▶ **Data yang Ditampilkan**:
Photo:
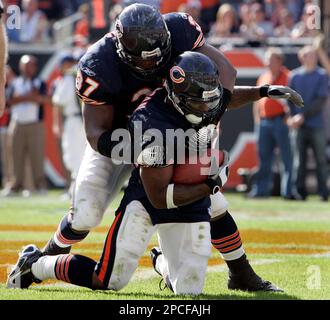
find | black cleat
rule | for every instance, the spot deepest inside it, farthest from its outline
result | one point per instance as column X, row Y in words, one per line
column 250, row 281
column 164, row 283
column 155, row 252
column 21, row 275
column 52, row 249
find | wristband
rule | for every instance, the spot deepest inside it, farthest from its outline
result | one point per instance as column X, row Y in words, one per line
column 214, row 187
column 263, row 92
column 169, row 197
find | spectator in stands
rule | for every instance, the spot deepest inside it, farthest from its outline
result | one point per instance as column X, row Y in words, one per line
column 3, row 59
column 167, row 6
column 226, row 24
column 269, row 118
column 244, row 16
column 154, row 3
column 311, row 82
column 12, row 26
column 4, row 122
column 53, row 9
column 34, row 24
column 26, row 129
column 260, row 21
column 286, row 24
column 81, row 32
column 193, row 8
column 209, row 11
column 323, row 56
column 306, row 27
column 249, row 29
column 275, row 10
column 99, row 19
column 67, row 118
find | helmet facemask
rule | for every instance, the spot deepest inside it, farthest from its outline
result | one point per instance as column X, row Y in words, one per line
column 199, row 111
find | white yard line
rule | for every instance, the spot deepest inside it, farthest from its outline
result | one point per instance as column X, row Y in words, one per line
column 144, row 273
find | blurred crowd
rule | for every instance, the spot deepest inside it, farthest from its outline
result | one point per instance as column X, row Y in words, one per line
column 253, row 20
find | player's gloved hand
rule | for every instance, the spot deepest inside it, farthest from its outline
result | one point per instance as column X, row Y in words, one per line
column 218, row 175
column 282, row 92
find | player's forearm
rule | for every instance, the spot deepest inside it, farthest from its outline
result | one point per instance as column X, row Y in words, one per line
column 182, row 195
column 243, row 95
column 185, row 194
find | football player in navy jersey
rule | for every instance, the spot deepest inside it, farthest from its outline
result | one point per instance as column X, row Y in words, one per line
column 113, row 77
column 193, row 98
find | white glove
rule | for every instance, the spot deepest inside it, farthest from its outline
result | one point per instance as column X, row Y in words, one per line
column 218, row 175
column 284, row 92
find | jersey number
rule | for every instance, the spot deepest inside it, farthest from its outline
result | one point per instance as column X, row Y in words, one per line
column 93, row 85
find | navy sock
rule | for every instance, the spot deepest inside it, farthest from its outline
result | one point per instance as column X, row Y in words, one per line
column 68, row 236
column 226, row 238
column 75, row 269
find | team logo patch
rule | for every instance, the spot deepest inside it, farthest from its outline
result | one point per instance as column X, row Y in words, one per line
column 177, row 74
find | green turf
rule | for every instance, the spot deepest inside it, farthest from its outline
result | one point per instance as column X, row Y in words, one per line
column 303, row 276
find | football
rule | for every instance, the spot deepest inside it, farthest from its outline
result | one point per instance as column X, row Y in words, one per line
column 195, row 169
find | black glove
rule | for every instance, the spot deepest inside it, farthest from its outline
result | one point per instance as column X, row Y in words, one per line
column 282, row 92
column 218, row 175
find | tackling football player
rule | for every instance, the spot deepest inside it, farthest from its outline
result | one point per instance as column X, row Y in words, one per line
column 114, row 75
column 193, row 98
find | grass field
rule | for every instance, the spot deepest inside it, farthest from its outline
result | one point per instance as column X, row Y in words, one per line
column 287, row 242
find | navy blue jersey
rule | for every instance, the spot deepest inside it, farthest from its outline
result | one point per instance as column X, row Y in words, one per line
column 103, row 79
column 158, row 114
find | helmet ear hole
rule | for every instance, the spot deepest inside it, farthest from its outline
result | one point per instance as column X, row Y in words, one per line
column 193, row 119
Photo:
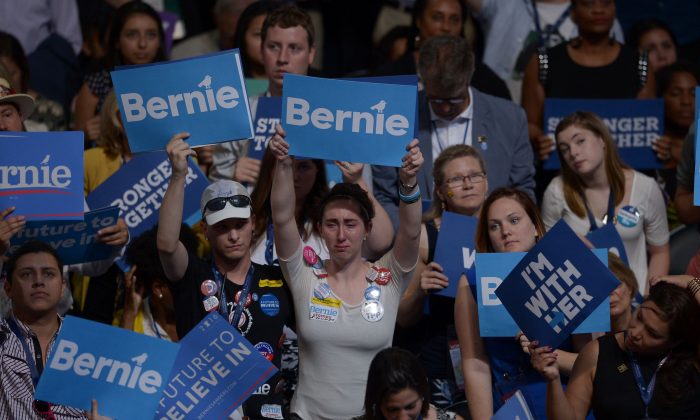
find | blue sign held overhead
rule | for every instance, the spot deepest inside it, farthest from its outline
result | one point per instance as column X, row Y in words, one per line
column 633, row 123
column 75, row 241
column 558, row 276
column 352, row 121
column 267, row 116
column 228, row 370
column 455, row 249
column 90, row 361
column 494, row 319
column 204, row 96
column 138, row 187
column 41, row 174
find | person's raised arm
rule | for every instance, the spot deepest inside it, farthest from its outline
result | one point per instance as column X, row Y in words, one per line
column 282, row 197
column 382, row 234
column 172, row 253
column 408, row 236
column 475, row 363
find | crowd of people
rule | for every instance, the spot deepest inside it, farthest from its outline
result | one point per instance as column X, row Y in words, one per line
column 358, row 329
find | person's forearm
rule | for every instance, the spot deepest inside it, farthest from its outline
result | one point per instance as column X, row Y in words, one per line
column 170, row 215
column 558, row 407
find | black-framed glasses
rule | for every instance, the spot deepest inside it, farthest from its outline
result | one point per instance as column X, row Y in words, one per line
column 43, row 410
column 219, row 203
column 458, row 180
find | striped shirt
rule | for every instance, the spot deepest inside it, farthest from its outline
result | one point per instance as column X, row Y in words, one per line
column 16, row 387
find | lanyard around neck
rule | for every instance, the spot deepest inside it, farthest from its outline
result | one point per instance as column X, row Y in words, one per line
column 221, row 281
column 609, row 215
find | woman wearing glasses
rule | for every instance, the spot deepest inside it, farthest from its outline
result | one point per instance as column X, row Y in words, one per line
column 345, row 307
column 460, row 187
column 596, row 188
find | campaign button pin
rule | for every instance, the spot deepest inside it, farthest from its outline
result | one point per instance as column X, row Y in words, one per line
column 208, row 288
column 384, row 276
column 373, row 293
column 628, row 216
column 372, row 311
column 210, row 303
column 248, row 298
column 372, row 274
column 310, row 255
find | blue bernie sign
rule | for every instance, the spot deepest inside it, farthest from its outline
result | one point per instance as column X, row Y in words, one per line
column 138, row 187
column 514, row 409
column 75, row 241
column 41, row 174
column 124, row 371
column 608, row 237
column 204, row 96
column 344, row 120
column 228, row 369
column 455, row 249
column 556, row 286
column 267, row 116
column 494, row 319
column 633, row 123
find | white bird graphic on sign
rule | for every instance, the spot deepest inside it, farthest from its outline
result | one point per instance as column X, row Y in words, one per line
column 379, row 107
column 206, row 83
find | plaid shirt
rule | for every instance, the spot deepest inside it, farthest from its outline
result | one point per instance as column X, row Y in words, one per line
column 16, row 387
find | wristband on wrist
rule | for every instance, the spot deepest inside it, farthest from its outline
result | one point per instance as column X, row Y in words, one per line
column 411, row 198
column 694, row 286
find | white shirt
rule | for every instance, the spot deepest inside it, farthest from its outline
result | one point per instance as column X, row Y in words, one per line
column 446, row 133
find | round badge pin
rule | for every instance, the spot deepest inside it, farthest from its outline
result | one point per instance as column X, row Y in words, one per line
column 211, row 303
column 384, row 276
column 208, row 288
column 310, row 255
column 248, row 299
column 373, row 293
column 372, row 311
column 628, row 216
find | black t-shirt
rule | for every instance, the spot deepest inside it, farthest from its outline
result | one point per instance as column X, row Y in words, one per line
column 261, row 322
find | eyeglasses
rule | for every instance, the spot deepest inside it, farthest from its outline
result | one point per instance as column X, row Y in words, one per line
column 458, row 180
column 43, row 410
column 219, row 203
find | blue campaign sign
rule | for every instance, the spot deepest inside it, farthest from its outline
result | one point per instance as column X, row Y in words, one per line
column 204, row 96
column 455, row 250
column 345, row 120
column 494, row 319
column 137, row 188
column 608, row 237
column 215, row 371
column 73, row 240
column 556, row 286
column 41, row 174
column 90, row 361
column 267, row 116
column 514, row 409
column 633, row 123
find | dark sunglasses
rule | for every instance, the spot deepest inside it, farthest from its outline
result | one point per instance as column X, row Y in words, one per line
column 219, row 203
column 43, row 410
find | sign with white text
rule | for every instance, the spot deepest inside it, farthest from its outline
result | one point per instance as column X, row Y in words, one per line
column 41, row 174
column 74, row 241
column 556, row 286
column 494, row 319
column 204, row 96
column 138, row 187
column 215, row 371
column 633, row 123
column 455, row 250
column 344, row 120
column 124, row 371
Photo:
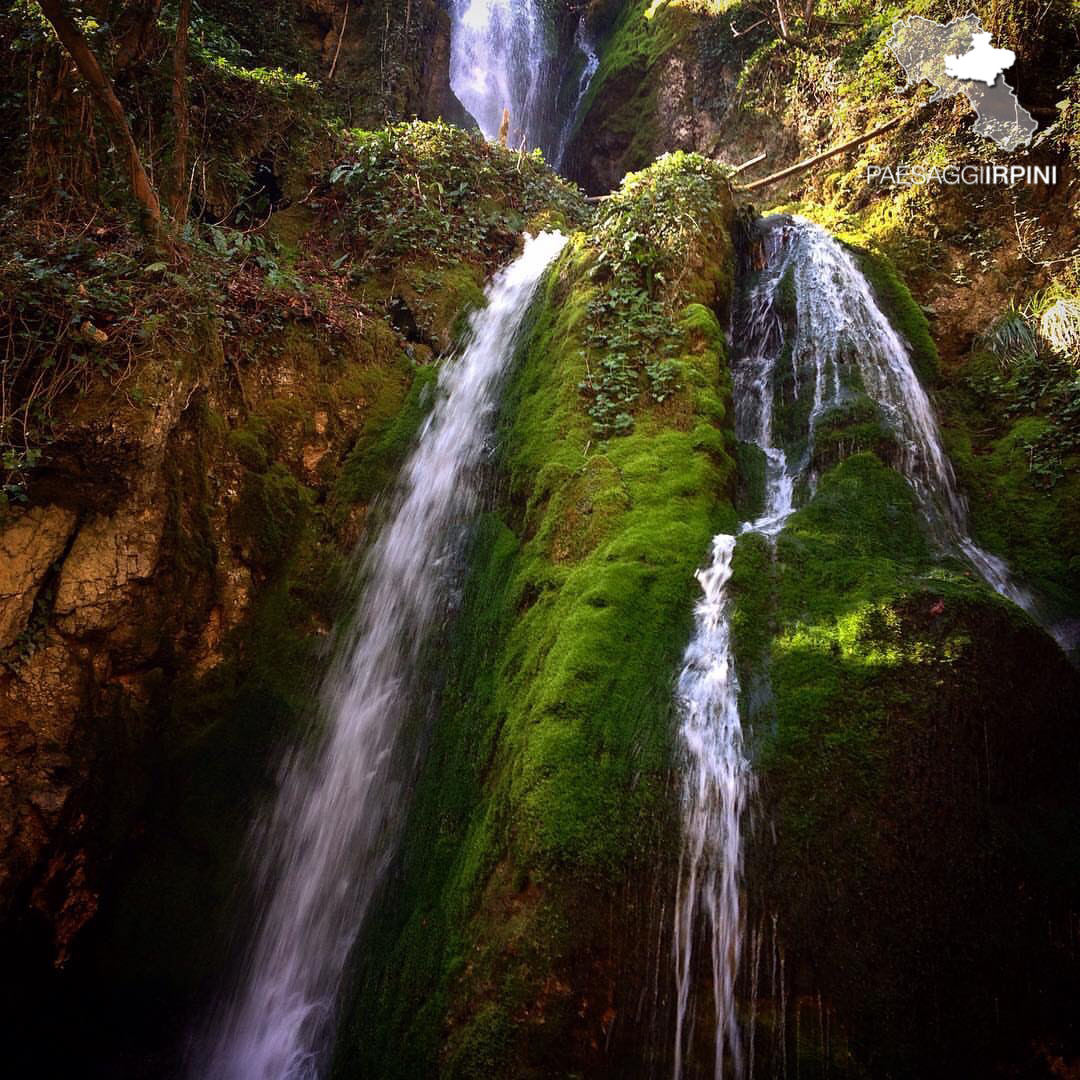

▶ **Tugas Anda**: Ambil semua baris dari entri di atas yang mengandung kata "blue", lalu tulis ulang baris-baris itu.

▶ **Jawaban**:
find | navy blue jersey
find | blue sign held overhead
find | blue bernie sign
find | blue campaign sign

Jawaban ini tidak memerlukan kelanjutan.